[WORK INSTRUCTIONS]: Arrange every line of the records below as a Markdown table with two columns, Row and Line. Put a sequential number in Row and the line itself in Line, and omit blank lines.

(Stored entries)
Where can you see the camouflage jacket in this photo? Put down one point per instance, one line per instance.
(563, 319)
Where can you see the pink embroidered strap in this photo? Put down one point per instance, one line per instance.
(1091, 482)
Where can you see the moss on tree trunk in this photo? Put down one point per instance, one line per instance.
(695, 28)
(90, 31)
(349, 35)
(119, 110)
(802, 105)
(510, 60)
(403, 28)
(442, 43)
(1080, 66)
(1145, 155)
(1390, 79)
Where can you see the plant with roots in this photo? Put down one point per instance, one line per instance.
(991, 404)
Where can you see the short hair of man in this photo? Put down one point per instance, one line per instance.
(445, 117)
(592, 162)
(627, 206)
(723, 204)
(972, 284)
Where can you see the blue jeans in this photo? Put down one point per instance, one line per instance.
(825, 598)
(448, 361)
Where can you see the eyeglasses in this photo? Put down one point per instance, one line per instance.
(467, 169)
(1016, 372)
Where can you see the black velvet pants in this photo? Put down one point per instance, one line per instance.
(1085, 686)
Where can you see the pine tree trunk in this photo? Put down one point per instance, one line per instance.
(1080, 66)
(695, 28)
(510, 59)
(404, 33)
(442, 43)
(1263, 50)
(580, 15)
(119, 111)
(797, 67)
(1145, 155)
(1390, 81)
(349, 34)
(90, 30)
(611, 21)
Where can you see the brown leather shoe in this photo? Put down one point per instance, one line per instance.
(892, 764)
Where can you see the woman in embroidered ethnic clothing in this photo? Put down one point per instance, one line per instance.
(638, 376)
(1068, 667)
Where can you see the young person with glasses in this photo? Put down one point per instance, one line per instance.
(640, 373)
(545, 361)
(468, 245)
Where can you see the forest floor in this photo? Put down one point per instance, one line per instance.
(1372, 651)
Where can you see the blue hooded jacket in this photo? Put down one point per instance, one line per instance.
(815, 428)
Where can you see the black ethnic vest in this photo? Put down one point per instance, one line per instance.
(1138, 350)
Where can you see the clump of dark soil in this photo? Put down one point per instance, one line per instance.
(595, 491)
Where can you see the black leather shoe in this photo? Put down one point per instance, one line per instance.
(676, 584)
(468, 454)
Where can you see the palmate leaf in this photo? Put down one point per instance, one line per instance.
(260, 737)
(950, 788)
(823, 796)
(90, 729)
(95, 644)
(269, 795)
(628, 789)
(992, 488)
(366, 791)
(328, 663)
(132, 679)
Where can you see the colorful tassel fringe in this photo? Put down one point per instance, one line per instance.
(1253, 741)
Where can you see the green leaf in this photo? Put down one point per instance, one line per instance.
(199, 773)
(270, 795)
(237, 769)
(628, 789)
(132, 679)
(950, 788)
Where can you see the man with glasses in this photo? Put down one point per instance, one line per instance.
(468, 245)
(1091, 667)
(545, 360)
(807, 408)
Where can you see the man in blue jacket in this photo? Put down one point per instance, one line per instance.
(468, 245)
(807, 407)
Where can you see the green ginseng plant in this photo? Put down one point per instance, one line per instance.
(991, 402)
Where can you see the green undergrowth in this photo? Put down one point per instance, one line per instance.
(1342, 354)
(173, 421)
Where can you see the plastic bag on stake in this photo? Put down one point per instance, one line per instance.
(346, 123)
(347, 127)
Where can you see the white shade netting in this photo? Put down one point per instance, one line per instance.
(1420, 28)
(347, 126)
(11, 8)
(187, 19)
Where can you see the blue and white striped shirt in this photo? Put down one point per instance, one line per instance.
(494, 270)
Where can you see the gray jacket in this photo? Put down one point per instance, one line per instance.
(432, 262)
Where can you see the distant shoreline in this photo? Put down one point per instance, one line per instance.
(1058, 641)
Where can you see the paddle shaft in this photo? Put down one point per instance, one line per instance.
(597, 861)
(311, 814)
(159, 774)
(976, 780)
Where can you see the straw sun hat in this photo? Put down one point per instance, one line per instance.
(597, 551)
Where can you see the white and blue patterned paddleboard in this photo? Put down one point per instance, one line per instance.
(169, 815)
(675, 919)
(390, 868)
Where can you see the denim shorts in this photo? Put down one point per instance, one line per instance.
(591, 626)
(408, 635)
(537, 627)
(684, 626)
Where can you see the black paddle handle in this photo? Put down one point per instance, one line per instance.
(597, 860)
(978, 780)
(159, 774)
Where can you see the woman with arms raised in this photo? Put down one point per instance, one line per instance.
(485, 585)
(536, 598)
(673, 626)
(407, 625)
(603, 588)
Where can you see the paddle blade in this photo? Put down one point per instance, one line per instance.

[RESULT FOR THIS TASK]:
| Row | Line |
|---|---|
| 1 | Where can you see the camouflage jacket in this photo? Put down one point per instance, one line per instance. |
| 2 | (563, 319) |
| 3 | Where can you see the pink embroidered strap in this photo? Put down one point per instance, one line per instance. |
| 4 | (1091, 482) |
| 5 | Where can you see the moss on tree trunk in this photo? Put down one point per instance, one line per instance. |
| 6 | (695, 28) |
| 7 | (90, 31) |
| 8 | (349, 35) |
| 9 | (119, 110) |
| 10 | (802, 105) |
| 11 | (510, 60) |
| 12 | (403, 28) |
| 13 | (442, 43) |
| 14 | (1080, 66) |
| 15 | (1145, 155) |
| 16 | (1390, 79) |
| 17 | Where can you see the plant with roots in this photo? Put down one point per instance, one line per instance. |
| 18 | (991, 404) |
| 19 | Where can you see the short hair of man in this photo? Put down one point per instance, one line per instance. |
| 20 | (445, 117) |
| 21 | (592, 162) |
| 22 | (627, 206) |
| 23 | (723, 204) |
| 24 | (972, 284) |
| 25 | Where can you see the blue jeans in this photo? Put down one point per instance, one line per instance. |
| 26 | (825, 598) |
| 27 | (448, 361) |
| 28 | Where can you see the eyeglasses in this photo? Put down one point per instance, one line per instance. |
| 29 | (467, 169) |
| 30 | (1016, 372) |
| 31 | Where can you see the black velvet pants in this photo? Put down one point per instance, one line per instance. |
| 32 | (1085, 686) |
| 33 | Where can you see the pine tree trunk in this photo? Put down one point per instance, one line per instance. |
| 34 | (1080, 66) |
| 35 | (695, 28) |
| 36 | (510, 59) |
| 37 | (404, 33) |
| 38 | (442, 43) |
| 39 | (1263, 50) |
| 40 | (580, 15) |
| 41 | (119, 111) |
| 42 | (797, 67) |
| 43 | (1145, 155) |
| 44 | (1390, 81) |
| 45 | (349, 34) |
| 46 | (90, 30) |
| 47 | (611, 21) |
| 48 | Where can you see the brown leather shoe in this photo? Put down one point per instance, one line per instance. |
| 49 | (892, 764) |
| 50 | Where can you see the woman in embroidered ethnic clothing in this photo? Put down one point per instance, one line per instance. |
| 51 | (638, 376) |
| 52 | (1068, 667) |
| 53 | Where can you see the young person with glasses in this photo? Put down one point per instance, one line per instance. |
| 54 | (640, 373) |
| 55 | (545, 361) |
| 56 | (468, 245) |
| 57 | Where can you see the forest floor in this photo? Put down one point per instance, one line per instance. |
| 58 | (1372, 651) |
| 59 | Where can you see the blue hooded jacket in this photo? Put down one point per instance, one line per instance. |
| 60 | (815, 428) |
| 61 | Where can you see the black ethnic vest in this photo? Put down one point per instance, one line per instance. |
| 62 | (1138, 350) |
| 63 | Where can you see the clump of dark soil in this photo? Put down one point per instance, one line per instance. |
| 64 | (595, 491) |
| 65 | Where can you see the black leather shoe in this photo? Put down one point per instance, one line per instance. |
| 66 | (676, 584) |
| 67 | (468, 454) |
| 68 | Where can you see the palmate leaf in this photo? Put down one point per instance, one line per instance. |
| 69 | (260, 737) |
| 70 | (950, 788) |
| 71 | (823, 796) |
| 72 | (90, 729) |
| 73 | (95, 644) |
| 74 | (269, 795) |
| 75 | (628, 789) |
| 76 | (992, 488) |
| 77 | (366, 791) |
| 78 | (328, 663) |
| 79 | (132, 679) |
| 80 | Where can you see the colorful tassel fringe in this photo? Put down one point per instance, one line per instance. |
| 81 | (1253, 741) |
| 82 | Where can you see the green leaf in this photo? Put down one point per instance, one line per instance. |
| 83 | (199, 773) |
| 84 | (270, 795) |
| 85 | (237, 769) |
| 86 | (628, 789) |
| 87 | (132, 679) |
| 88 | (950, 788) |
| 89 | Where can you see the man with glasses in this photo? Put down one point per instance, one line per instance. |
| 90 | (468, 245) |
| 91 | (1091, 667) |
| 92 | (545, 360) |
| 93 | (807, 408) |
| 94 | Where can you see the man in blue jacket in this photo? Put down one point per instance, one line per instance. |
| 95 | (468, 245) |
| 96 | (807, 407) |
| 97 | Where can you see the green ginseng plant in this photo? Put down one point per instance, one line per instance. |
| 98 | (991, 402) |
| 99 | Where can you see the green undergrowth in this photo? Put down one point per instance, one line per instance. |
| 100 | (1342, 354) |
| 101 | (173, 421) |
| 102 | Where can you see the plastic bag on stake in this photo? Put down one point per instance, one line per instance. |
| 103 | (346, 123) |
| 104 | (347, 127) |
| 105 | Where can you see the white shade netting in this photo? Put down one point per instance, one line per instance. |
| 106 | (1420, 28) |
| 107 | (347, 126) |
| 108 | (11, 8) |
| 109 | (187, 19) |
| 110 | Where can you see the blue and white striped shirt in this photo? Put down one point per instance, one line per instance. |
| 111 | (494, 270) |
| 112 | Where can you see the gray jacket in this photo? Put down one point per instance, one line per instance. |
| 113 | (432, 262) |
| 114 | Where can you see the distant shoreline in this photo? Put down one point per instance, one line per instance. |
| 115 | (1058, 641) |
| 116 | Where can you see the paddle shaft in this photo? Put down one point per instance, one line per instance. |
| 117 | (597, 861) |
| 118 | (311, 814) |
| 119 | (159, 774) |
| 120 | (976, 780) |
| 121 | Where can you see the straw sun hat in this photo? Put down one point per instance, one line per instance. |
| 122 | (597, 551) |
| 123 | Where can you see the white and blue patterned paddleboard in this photo? Put down one point per instance, one line per instance. |
| 124 | (169, 815) |
| 125 | (675, 919) |
| 126 | (390, 868) |
| 127 | Where can you see the denim shorts in this photo? Put down one point per instance, one line per instance. |
| 128 | (591, 626) |
| 129 | (408, 635) |
| 130 | (537, 627) |
| 131 | (684, 626) |
| 132 | Where can you see the black paddle handle in this photo? Put down one point per instance, one line per instance. |
| 133 | (597, 860) |
| 134 | (978, 780) |
| 135 | (159, 774) |
| 136 | Where can you see the woman with arms raised in this photo? Put down one point per instance, one line per instance. |
| 137 | (485, 585) |
| 138 | (536, 598) |
| 139 | (673, 626) |
| 140 | (407, 625) |
| 141 | (603, 588) |
| 142 | Where can you see the paddle blade in this photo? Put down one point per instance, one line per instance. |